Request:
Can you lay out every line of the records as a JSON list of strings, one string per line, with blank lines and the pictures left out?

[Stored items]
....................

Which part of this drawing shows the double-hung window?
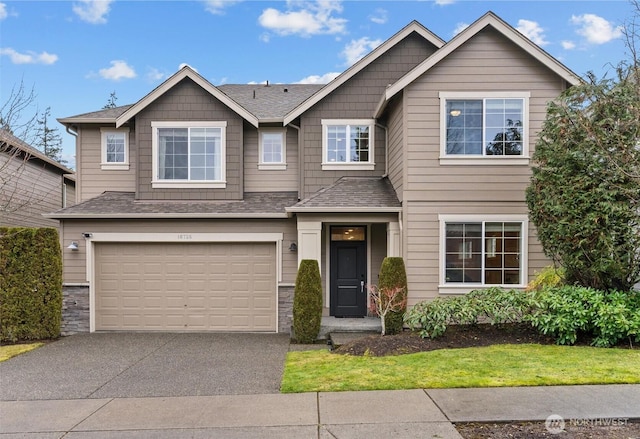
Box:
[151,122,226,188]
[322,119,375,170]
[258,129,287,170]
[100,128,129,170]
[440,92,529,164]
[440,215,527,292]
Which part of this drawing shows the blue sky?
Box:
[0,0,633,166]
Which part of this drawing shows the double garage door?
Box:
[94,243,277,332]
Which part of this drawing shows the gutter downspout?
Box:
[375,122,389,178]
[287,123,304,201]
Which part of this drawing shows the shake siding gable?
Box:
[76,126,137,201]
[136,78,243,200]
[300,33,435,197]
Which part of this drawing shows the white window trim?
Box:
[439,91,531,166]
[151,121,227,189]
[100,128,129,171]
[321,119,376,171]
[438,214,529,295]
[258,128,287,171]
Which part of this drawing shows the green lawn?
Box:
[281,344,640,393]
[0,343,44,362]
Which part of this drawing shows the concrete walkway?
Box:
[0,385,640,439]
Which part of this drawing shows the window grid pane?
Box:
[158,128,222,181]
[445,222,522,285]
[262,133,283,163]
[105,133,125,163]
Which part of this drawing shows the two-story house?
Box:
[51,13,579,332]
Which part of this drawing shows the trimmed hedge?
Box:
[0,227,62,342]
[293,259,322,343]
[378,256,408,335]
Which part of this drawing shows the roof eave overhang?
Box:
[116,66,259,128]
[376,12,582,108]
[43,212,289,220]
[283,21,445,125]
[285,207,402,213]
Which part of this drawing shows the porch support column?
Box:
[387,221,402,256]
[298,220,322,273]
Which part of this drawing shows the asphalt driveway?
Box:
[0,333,289,401]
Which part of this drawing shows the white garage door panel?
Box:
[95,243,276,332]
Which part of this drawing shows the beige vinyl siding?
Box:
[136,78,243,200]
[0,153,63,227]
[300,33,435,197]
[244,124,299,192]
[404,29,563,203]
[368,223,387,285]
[62,219,298,284]
[76,125,137,202]
[387,93,405,202]
[404,202,550,306]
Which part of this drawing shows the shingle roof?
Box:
[0,129,74,174]
[287,177,402,212]
[58,105,133,123]
[47,192,298,218]
[218,84,324,119]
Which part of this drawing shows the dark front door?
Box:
[330,227,367,317]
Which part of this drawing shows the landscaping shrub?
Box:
[0,227,62,342]
[293,259,322,343]
[405,287,532,338]
[378,256,408,334]
[527,265,565,291]
[526,286,640,347]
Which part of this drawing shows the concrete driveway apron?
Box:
[0,333,289,401]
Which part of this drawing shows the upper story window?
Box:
[440,92,529,164]
[322,119,375,170]
[440,215,528,293]
[151,122,227,188]
[100,128,129,170]
[258,129,287,170]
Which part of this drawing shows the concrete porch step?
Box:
[318,316,382,341]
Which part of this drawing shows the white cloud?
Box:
[516,19,549,46]
[571,14,622,44]
[0,47,58,65]
[369,8,389,24]
[147,67,168,82]
[340,37,382,66]
[73,0,113,24]
[296,72,340,84]
[99,60,136,81]
[453,23,469,37]
[258,0,347,37]
[204,0,242,15]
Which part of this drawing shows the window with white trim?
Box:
[322,119,375,170]
[440,92,529,160]
[100,128,129,170]
[440,216,527,288]
[258,129,287,170]
[151,122,226,188]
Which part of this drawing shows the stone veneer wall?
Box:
[61,285,294,335]
[60,286,89,335]
[278,285,295,334]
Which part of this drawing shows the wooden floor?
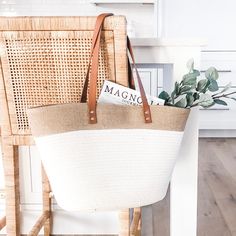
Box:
[150,139,236,236]
[29,139,236,236]
[198,139,236,236]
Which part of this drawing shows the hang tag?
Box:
[98,80,165,105]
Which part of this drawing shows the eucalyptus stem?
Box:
[212,91,236,99]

....................

Task output:
[
  "Which part of this drawing shows the double-hung window?",
  "Box:",
  "[151,122,226,188]",
  "[322,119,375,170]",
  "[258,129,287,170]",
  "[100,128,129,170]",
  "[440,92,529,164]",
  "[440,215,527,292]",
  "Which part of this drawing shows the blue sky?",
  "Box:",
  "[0,0,633,166]",
  "Which part of this drawing shows the double garage door?",
  "Box:",
  "[94,243,277,332]",
  "Which part of this drawing shows the gutter downspout?",
  "Box:",
  "[375,122,389,178]",
  "[287,123,304,201]",
  "Which part of this drawing shows the shake siding gable?",
  "Box:",
  "[76,126,137,201]",
  "[136,78,243,200]",
  "[300,33,435,197]",
  "Which part of this drawing shows the white window trim?",
  "Box:",
  "[439,91,531,166]",
  "[151,121,227,189]",
  "[100,128,129,171]",
  "[321,119,376,171]",
  "[438,214,529,295]",
  "[258,128,287,171]",
  "Which part of this drawing shows the green lawn?",
  "Box:",
  "[281,344,640,393]",
  "[0,343,44,362]",
  "Which part of this drawing shows the concrete walkway?",
  "Box:",
  "[0,385,640,439]",
  "Which part of this drawing shows the window grid pane?",
  "Box:",
  "[158,128,222,181]",
  "[445,222,522,285]",
  "[262,133,283,163]",
  "[105,133,125,163]",
  "Which part of this drawing shows the two-story house?",
  "Box:",
  "[51,13,579,332]",
  "Which part of this drawing shows the trimmed hedge?",
  "Box:",
  "[0,227,62,342]",
  "[293,259,322,343]",
  "[378,256,408,335]",
  "Which part of this drawing shows the roof eave overhang?",
  "Box:",
  "[116,66,259,128]",
  "[376,12,582,108]",
  "[43,212,289,220]",
  "[283,21,445,125]",
  "[285,207,402,213]",
  "Which part of this drawing shows the porch support column?",
  "Box:",
  "[387,221,402,256]",
  "[298,220,322,273]",
  "Which part of this drawing shows the asphalt driveway?",
  "Box:",
  "[0,333,289,401]",
  "Which part of this drawing shows the white garage door panel?",
  "Box:",
  "[95,243,276,332]",
  "Which part of this drawing shows the beige vinyl siding?",
  "Box:",
  "[136,78,243,200]",
  "[0,153,63,227]",
  "[300,33,435,197]",
  "[244,124,299,192]",
  "[404,29,563,203]",
  "[368,223,387,285]",
  "[62,219,298,284]",
  "[76,125,137,202]",
  "[387,93,405,202]",
  "[404,202,550,306]",
  "Which part of this drawing shows the shingle roof?",
  "Box:",
  "[0,129,74,174]",
  "[287,177,402,212]",
  "[58,105,133,123]",
  "[47,192,298,218]",
  "[218,84,324,119]",
  "Which part of this drawing shows the dark front door?",
  "Box:",
  "[330,227,367,317]",
  "Which part of this drawing shows the landscaping shrub?",
  "Box:",
  "[0,227,62,342]",
  "[293,259,322,343]",
  "[405,287,532,338]",
  "[378,256,408,334]",
  "[527,265,565,291]",
  "[526,286,640,347]",
  "Which part of this drawing shows the concrete driveway apron?",
  "Box:",
  "[0,333,289,401]",
  "Which part of this drawing shows the upper story window?",
  "Box:",
  "[440,92,529,164]",
  "[322,119,375,170]",
  "[440,215,528,293]",
  "[151,122,227,188]",
  "[100,128,129,170]",
  "[258,129,287,170]",
  "Which part of this drawing shows the concrete porch step?",
  "Box:",
  "[318,316,382,341]",
  "Which part of this drawing shows the white cloud?",
  "Box:",
  "[516,19,549,46]",
  "[571,14,622,44]",
  "[0,47,58,65]",
  "[369,8,389,24]",
  "[147,67,168,82]",
  "[340,37,382,66]",
  "[73,0,113,24]",
  "[296,72,340,84]",
  "[99,60,136,81]",
  "[453,23,469,37]",
  "[258,0,347,37]",
  "[204,0,242,15]",
  "Which part of this drawing shows the window with white trim?",
  "Box:",
  "[322,119,375,170]",
  "[440,92,529,160]",
  "[100,128,129,170]",
  "[440,216,527,288]",
  "[258,129,287,170]",
  "[151,122,226,188]",
  "Which part of this drawing shows the stone veneer wall?",
  "Box:",
  "[61,285,294,335]",
  "[60,286,89,335]",
  "[278,285,295,334]",
  "Which part of this drawing shows the wooden floor?",
  "Box:",
  "[150,139,236,236]",
  "[29,139,236,236]",
  "[198,139,236,236]",
  "Which part of this drawing shows the hang tag?",
  "Box:",
  "[98,80,165,105]",
  "Which part of this drawing shows the eucalyptus stem?",
  "Box:",
  "[212,91,236,99]"
]